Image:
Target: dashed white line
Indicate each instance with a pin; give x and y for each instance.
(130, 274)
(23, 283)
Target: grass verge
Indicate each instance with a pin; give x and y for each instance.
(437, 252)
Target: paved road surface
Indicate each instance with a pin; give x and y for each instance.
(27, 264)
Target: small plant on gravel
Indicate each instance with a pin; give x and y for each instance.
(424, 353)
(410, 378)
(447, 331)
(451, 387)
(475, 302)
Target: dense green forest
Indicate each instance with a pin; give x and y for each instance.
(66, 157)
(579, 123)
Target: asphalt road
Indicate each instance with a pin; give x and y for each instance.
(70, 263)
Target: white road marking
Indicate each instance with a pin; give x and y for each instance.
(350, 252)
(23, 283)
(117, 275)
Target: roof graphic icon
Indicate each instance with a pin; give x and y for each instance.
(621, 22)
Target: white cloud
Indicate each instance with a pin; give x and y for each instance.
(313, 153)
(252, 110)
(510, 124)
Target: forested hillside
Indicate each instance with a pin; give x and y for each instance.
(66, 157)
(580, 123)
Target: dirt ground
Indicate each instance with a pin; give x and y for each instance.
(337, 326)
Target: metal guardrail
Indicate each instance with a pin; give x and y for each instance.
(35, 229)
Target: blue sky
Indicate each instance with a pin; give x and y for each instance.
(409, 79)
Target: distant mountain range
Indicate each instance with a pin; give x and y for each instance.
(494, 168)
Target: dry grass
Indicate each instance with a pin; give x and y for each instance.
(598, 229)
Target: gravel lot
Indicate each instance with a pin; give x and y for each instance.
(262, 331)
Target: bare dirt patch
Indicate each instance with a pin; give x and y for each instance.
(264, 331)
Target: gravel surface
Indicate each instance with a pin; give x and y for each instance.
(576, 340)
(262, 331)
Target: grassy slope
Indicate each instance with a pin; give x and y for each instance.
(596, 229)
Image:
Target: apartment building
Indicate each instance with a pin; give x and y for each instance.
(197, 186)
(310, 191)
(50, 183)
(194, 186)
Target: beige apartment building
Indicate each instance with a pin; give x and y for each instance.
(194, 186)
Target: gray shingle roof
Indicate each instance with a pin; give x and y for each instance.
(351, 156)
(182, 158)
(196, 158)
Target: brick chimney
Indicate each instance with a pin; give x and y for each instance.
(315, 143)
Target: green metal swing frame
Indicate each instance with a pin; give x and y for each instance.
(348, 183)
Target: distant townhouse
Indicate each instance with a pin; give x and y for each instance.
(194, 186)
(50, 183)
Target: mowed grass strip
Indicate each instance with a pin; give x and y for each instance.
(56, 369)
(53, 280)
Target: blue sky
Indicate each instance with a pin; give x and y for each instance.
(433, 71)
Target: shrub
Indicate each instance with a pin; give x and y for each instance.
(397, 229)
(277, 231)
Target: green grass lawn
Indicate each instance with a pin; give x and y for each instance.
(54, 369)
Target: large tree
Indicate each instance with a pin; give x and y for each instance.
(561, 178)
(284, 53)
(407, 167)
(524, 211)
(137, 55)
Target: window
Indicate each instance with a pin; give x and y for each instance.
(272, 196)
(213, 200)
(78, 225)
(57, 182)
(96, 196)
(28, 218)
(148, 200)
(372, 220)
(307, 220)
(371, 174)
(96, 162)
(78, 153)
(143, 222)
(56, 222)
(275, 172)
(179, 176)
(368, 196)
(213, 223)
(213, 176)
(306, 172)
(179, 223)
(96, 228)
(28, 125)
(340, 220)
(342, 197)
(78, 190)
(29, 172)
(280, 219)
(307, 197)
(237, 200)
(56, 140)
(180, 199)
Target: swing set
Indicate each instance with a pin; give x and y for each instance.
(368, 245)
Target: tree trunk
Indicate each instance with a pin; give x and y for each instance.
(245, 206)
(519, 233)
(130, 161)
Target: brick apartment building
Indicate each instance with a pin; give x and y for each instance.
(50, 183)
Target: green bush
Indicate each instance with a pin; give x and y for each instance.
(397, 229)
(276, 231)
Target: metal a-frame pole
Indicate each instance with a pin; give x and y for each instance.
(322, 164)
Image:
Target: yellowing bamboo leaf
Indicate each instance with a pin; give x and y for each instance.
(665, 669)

################

■ **EXERCISE DIRECTIONS**
Give back every line of the listing where the word "surface" shows up.

■ **EXPECTED ANSWER**
Target: paved road surface
Target: gravel surface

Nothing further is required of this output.